(Referring expression pointing data)
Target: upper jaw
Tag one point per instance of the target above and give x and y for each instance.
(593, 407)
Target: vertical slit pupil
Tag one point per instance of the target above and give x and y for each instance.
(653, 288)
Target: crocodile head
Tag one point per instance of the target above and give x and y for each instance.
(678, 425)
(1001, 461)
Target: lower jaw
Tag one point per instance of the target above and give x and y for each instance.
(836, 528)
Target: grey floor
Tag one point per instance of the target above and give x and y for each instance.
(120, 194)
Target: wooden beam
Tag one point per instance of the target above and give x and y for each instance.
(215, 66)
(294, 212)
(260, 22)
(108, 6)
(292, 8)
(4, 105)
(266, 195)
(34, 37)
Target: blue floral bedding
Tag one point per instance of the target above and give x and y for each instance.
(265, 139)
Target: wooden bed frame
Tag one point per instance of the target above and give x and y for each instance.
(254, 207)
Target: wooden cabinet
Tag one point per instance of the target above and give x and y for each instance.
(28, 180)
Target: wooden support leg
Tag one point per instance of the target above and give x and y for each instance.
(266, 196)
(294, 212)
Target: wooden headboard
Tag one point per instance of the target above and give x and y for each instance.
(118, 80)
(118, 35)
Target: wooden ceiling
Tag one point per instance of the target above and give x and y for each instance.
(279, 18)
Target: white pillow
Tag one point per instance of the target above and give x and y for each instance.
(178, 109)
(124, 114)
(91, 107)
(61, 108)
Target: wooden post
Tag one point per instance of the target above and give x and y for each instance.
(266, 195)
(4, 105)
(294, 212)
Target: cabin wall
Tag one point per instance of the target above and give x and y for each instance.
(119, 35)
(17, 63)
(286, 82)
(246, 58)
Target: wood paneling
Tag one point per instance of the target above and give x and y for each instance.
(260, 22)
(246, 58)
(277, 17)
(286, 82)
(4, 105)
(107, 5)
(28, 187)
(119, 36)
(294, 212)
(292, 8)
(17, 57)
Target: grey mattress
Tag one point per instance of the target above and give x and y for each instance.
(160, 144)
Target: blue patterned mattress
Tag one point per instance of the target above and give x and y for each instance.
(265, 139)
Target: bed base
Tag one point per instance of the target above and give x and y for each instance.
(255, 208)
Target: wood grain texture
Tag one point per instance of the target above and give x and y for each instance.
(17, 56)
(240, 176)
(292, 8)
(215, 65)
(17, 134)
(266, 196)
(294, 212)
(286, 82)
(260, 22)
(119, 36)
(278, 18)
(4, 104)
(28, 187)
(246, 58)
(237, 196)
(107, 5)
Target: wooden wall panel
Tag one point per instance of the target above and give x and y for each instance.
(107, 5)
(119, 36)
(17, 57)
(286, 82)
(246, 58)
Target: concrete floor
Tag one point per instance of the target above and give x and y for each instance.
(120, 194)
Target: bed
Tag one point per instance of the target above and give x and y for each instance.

▶ _What is expected_:
What is needed is every line from the data above that includes the string "blue", copied out.

▶ _Written reply_:
Target: blue floral bedding
Target: blue patterned mattress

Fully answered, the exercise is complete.